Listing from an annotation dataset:
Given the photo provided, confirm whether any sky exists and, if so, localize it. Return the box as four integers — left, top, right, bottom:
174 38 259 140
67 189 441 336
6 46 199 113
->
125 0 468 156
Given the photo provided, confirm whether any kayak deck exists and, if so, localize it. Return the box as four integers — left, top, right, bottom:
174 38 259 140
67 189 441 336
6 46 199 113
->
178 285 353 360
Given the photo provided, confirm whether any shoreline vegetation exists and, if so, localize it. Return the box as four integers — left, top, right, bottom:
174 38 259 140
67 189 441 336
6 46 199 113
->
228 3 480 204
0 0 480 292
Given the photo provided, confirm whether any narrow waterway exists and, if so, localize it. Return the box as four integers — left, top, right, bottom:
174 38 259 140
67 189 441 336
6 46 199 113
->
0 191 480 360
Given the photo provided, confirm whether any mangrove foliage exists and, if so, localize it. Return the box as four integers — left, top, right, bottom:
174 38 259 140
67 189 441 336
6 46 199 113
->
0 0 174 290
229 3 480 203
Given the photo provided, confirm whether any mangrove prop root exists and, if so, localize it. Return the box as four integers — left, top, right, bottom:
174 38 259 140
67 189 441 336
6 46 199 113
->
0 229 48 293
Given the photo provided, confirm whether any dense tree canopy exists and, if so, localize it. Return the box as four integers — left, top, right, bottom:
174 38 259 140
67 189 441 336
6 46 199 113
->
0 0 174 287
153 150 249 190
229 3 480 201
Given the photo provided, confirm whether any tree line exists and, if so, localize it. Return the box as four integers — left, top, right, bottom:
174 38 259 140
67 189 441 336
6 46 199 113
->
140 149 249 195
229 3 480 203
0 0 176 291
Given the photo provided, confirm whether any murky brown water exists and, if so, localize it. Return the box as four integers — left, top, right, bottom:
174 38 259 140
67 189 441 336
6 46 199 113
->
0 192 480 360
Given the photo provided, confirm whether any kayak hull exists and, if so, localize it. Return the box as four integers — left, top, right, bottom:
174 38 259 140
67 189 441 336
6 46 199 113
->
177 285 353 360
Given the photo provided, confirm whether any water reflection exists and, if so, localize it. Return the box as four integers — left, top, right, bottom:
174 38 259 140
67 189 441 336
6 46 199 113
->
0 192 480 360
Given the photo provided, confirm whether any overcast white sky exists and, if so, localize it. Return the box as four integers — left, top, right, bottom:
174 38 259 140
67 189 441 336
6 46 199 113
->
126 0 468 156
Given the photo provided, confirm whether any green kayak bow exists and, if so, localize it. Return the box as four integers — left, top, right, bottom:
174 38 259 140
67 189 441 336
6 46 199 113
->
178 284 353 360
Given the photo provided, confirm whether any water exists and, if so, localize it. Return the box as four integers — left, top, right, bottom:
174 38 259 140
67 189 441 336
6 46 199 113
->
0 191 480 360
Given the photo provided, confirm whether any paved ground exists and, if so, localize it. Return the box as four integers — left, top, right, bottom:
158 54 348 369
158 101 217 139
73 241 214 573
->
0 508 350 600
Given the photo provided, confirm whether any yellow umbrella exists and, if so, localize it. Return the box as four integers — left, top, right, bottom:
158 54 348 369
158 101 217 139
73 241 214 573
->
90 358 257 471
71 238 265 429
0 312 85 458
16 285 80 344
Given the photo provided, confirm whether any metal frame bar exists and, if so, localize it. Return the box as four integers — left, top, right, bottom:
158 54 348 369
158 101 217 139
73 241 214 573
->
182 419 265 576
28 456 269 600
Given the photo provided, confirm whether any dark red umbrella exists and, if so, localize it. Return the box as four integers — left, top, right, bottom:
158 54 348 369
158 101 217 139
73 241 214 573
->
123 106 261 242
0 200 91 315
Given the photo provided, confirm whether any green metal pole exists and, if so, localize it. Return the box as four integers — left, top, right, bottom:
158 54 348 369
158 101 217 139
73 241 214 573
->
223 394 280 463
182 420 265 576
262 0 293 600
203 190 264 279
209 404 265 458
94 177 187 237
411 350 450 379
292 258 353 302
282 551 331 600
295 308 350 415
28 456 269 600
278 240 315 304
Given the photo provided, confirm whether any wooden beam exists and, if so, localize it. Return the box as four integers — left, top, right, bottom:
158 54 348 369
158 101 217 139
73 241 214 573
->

* **EXERCISE PROMPT**: Copy every line of the listing above without changing anything.

* **FULL OUTPUT**:
Given the photo provided, confirm whether any sky exists and, if so, localize it. Return the box as four integers — left, top, right, bottom:
174 38 259 140
67 189 441 336
6 46 199 113
->
125 0 468 156
Given the photo provided, confirm whether any kayak deck exists and, if so, localize it. Return the box as four integers — left, top, right, bottom:
174 38 259 140
67 189 441 336
6 46 199 113
->
178 285 353 360
Given the photo provided, confirm whether any shoreline vegetation exists and, if so, localize it. Return the box as four integers — left, top, right, bottom:
174 38 259 140
67 189 441 336
6 46 199 113
->
228 3 480 204
0 0 480 292
Given the photo provided, confirm whether any narrow waterway exists and, if so, localize it. Return the box as four integers — left, top, right, bottom:
174 38 259 140
67 189 441 336
6 46 199 113
->
0 191 480 360
Given the photo provided, confirm whether any mangrove foliage exists and, if so, localize it. Return the box as four integers — left, top, right, bottom:
174 38 259 140
67 189 441 336
6 46 199 113
->
0 0 174 290
229 3 480 203
Given the photo provided, confirm whether any mangrove prop root exists and, if so, localize it. Return the box as four integers — left, top, right, bottom:
174 38 259 140
67 189 441 336
6 46 199 113
->
0 229 48 293
Given the photo provided, confirm whether any dense tree canopy exists and, if so, localize it. Return the box as four integers — left, top, right, bottom:
174 38 259 140
67 189 441 336
6 46 199 113
->
0 0 174 287
153 150 249 190
229 3 480 201
Given the photo provided, confirm whether any tree line exists and, if so, localize it. Return the box as four integers — left, top, right, bottom:
174 38 259 140
67 189 441 336
6 46 199 113
->
140 149 249 195
229 3 480 203
0 0 176 291
Given the photo provided, confirm whether any murky brown water exists and, if so, localize it. Return the box as four integers — left, top, right, bottom:
174 38 259 140
67 189 441 336
6 46 199 113
->
0 192 480 360
Given the photo provided, confirm whether any kayak hull exists and, if so, localize it. Return the box as four integers — left, top, right, bottom:
174 38 259 140
67 189 441 336
6 46 199 113
->
177 285 353 360
Given the photo provided, confirm whether any water reflection exists and, if so, localize it. Return the box as four integers — left, top, right, bottom:
174 38 259 140
67 189 441 336
6 46 199 113
->
0 192 480 360
Given the photo provided, confirm whether any overcast white sky exists and, if so, localize it. Return the box as four integers — left, top, right, bottom:
174 38 259 140
67 189 441 336
6 46 199 113
->
126 0 468 156
Given the photo provided, confirm whether any green kayak bow exists and, if so, localize it. Return the box as four integers — left, top, right, bottom:
174 38 259 140
67 189 441 336
6 46 199 113
->
178 284 353 360
Given the photo provided, confirm whether any water exists and, if so, localize it. Return the box as four integers — left, top, right, bottom:
174 38 259 140
67 189 441 336
6 46 199 113
->
0 191 480 360
Given the photo provided, confirm whether any paved ground exists and, if so, localize it. Return the box as four integers — left, top, right, bottom:
158 54 348 369
158 101 217 139
73 241 214 573
->
0 508 350 600
Given the photo provided, confirm whether any yellow umbrella exists and, if so, localize it. Return the box as four integers — left, top, right, bottom:
158 54 348 369
158 101 217 139
73 241 214 573
->
90 358 257 471
71 238 265 429
0 312 85 458
16 285 80 344
Given the photo provided, confirm whether any metal frame bar exists and, if so, localize it. Return the box as four integers — left, top, right, bottom:
158 54 348 369
158 101 217 139
73 241 214 573
->
182 419 265 576
28 456 269 600
Given the photo provided, confirm whether any dark red umbrella exists and, if so, localize it. Return the box as four integers — left, top, right, bottom:
158 54 348 369
158 101 217 139
73 241 214 573
->
123 106 261 242
0 200 91 315
Given the photo provided, confirm whether any green metal pole exists and, if so, localize it. Return the box as four integers — left, top, right, bottom:
158 54 348 369
158 101 217 139
73 241 214 573
->
223 394 280 463
182 420 265 576
262 0 293 600
203 190 264 279
209 404 265 458
94 177 187 237
411 350 450 379
292 258 353 302
282 551 331 600
295 308 350 415
28 456 269 600
278 240 315 304
Given the photo provided, confirm whether any wooden beam exists and, if so, localize it. Return the box as four integers — left, top, right, bottom:
158 54 348 369
158 101 217 139
73 241 214 573
->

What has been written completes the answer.